#### TASK DETAILS:
Reproduce the rows word for word, starting at the first line and ending with the line that holds "Query: <item>church spire</item>", both ends included.

(Saved entries)
★ ★ ★ ★ ★

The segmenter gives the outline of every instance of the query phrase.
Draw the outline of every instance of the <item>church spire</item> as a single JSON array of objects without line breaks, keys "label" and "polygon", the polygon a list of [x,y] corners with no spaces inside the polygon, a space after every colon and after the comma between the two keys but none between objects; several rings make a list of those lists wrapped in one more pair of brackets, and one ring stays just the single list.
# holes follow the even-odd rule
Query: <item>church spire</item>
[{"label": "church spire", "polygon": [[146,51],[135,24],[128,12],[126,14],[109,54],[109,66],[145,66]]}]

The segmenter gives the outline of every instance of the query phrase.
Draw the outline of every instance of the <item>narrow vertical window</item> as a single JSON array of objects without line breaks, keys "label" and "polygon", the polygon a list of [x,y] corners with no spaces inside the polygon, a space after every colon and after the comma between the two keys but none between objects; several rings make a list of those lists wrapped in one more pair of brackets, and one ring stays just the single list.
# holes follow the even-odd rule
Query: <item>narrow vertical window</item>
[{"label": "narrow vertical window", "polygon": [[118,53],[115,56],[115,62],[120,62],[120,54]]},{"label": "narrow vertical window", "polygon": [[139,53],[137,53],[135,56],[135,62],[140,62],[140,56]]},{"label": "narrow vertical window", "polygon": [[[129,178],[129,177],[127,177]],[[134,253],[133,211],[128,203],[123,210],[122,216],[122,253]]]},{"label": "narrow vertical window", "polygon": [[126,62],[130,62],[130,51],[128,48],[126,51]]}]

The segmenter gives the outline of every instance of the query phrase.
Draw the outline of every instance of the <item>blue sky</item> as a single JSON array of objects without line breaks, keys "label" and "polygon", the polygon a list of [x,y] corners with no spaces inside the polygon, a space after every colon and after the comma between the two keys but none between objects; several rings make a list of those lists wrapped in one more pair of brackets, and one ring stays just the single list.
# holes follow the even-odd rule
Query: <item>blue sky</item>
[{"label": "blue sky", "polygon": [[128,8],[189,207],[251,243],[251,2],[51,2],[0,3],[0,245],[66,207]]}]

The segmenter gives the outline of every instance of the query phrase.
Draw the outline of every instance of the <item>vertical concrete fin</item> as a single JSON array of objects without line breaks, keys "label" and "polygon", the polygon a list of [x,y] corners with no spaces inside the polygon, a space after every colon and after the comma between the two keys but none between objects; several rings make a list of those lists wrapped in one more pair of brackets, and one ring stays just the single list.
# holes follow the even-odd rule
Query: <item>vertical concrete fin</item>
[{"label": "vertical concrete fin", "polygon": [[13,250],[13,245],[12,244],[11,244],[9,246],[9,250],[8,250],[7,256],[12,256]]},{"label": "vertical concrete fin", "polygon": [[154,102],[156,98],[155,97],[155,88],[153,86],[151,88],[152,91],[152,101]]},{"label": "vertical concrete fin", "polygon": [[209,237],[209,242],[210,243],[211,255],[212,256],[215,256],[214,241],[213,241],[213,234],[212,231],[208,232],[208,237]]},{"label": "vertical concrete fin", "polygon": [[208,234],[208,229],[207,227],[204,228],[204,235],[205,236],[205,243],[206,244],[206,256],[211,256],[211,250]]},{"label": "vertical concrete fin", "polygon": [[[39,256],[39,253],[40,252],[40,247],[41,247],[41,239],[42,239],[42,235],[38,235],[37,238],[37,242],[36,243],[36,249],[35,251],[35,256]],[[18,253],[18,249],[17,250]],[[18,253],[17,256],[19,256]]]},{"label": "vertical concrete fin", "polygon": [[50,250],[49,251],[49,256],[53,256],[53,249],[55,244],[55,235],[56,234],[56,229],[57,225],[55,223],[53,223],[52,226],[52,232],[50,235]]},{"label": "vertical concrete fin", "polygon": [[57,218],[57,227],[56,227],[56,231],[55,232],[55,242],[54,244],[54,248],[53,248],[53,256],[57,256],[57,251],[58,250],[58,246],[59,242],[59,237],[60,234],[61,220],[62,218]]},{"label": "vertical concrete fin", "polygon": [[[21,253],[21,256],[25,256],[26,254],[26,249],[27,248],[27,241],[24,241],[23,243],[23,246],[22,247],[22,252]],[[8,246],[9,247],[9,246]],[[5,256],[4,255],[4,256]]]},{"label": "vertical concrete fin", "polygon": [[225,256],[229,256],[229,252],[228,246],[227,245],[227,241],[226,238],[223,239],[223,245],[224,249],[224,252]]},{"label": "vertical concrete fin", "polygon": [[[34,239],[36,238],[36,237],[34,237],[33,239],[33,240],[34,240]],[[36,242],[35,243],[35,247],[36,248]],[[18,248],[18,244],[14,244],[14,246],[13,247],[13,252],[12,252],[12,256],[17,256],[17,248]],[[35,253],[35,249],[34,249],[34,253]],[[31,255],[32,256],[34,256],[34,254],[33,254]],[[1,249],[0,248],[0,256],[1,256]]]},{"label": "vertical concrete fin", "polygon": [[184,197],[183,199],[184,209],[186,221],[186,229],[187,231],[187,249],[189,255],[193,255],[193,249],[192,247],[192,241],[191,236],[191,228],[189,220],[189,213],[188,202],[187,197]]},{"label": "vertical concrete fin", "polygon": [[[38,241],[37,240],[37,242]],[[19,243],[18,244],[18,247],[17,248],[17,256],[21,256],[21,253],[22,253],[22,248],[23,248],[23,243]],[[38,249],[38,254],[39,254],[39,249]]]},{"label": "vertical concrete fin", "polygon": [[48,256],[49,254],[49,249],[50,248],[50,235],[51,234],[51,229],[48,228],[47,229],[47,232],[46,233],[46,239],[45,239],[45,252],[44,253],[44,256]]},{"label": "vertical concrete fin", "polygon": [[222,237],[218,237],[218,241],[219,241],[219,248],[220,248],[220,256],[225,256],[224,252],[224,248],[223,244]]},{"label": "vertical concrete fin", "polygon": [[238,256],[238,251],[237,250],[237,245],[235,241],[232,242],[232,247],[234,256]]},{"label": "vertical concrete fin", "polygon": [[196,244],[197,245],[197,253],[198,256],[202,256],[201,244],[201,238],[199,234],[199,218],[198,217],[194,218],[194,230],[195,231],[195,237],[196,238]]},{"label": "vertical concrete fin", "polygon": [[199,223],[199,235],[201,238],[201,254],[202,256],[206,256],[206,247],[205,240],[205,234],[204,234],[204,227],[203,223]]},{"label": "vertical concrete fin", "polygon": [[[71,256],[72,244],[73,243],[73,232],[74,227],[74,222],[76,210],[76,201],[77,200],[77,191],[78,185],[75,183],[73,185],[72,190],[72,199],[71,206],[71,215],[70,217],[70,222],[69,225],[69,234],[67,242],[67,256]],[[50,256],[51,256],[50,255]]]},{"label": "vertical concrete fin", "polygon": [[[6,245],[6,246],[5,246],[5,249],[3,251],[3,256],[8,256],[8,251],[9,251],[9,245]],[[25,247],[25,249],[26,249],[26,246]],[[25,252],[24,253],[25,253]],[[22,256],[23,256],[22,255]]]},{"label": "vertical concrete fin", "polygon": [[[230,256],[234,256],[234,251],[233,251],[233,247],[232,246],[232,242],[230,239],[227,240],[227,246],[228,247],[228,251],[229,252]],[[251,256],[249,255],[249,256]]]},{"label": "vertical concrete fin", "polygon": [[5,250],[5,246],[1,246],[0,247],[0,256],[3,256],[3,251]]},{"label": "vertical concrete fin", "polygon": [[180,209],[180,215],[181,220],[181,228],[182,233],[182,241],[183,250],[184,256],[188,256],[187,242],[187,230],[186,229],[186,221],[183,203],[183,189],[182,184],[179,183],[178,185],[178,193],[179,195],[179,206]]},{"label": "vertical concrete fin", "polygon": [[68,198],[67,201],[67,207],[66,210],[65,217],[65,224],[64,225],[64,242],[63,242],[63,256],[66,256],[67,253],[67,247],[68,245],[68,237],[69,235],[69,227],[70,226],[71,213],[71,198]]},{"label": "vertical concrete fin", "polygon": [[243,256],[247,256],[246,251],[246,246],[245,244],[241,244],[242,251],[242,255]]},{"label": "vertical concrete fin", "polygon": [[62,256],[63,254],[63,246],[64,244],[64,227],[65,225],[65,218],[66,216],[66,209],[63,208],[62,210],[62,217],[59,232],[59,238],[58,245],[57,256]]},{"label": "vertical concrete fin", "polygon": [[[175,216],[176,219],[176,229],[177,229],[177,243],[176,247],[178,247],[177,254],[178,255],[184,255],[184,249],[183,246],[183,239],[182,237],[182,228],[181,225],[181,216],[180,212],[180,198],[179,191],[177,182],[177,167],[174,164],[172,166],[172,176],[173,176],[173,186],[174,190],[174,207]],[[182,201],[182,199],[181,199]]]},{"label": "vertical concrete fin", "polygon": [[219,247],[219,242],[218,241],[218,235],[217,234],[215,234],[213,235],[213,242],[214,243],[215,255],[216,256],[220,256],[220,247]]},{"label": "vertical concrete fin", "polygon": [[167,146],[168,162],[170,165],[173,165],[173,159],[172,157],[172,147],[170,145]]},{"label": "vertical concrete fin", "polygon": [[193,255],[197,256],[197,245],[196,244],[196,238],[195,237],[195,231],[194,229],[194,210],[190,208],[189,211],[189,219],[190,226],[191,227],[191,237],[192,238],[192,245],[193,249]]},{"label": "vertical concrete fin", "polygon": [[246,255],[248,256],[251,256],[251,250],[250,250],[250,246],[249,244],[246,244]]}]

★ ★ ★ ★ ★

#### REPLY TO THE EXERCISE:
The segmenter gives the outline of every instance of the query phrase.
Draw the outline of every instance of the <item>church spire</item> as a single JSON array of objects without line breaks, keys "label" and "polygon", the polygon a list of [x,y] corners with no spaces inside the polygon, a space after every colon and after the comma between the two keys but none between objects; several rings make a list of those lists wrapped in one more pair of brackets, and one ring stays just the single list.
# holes follow the even-odd rule
Query: <item>church spire</item>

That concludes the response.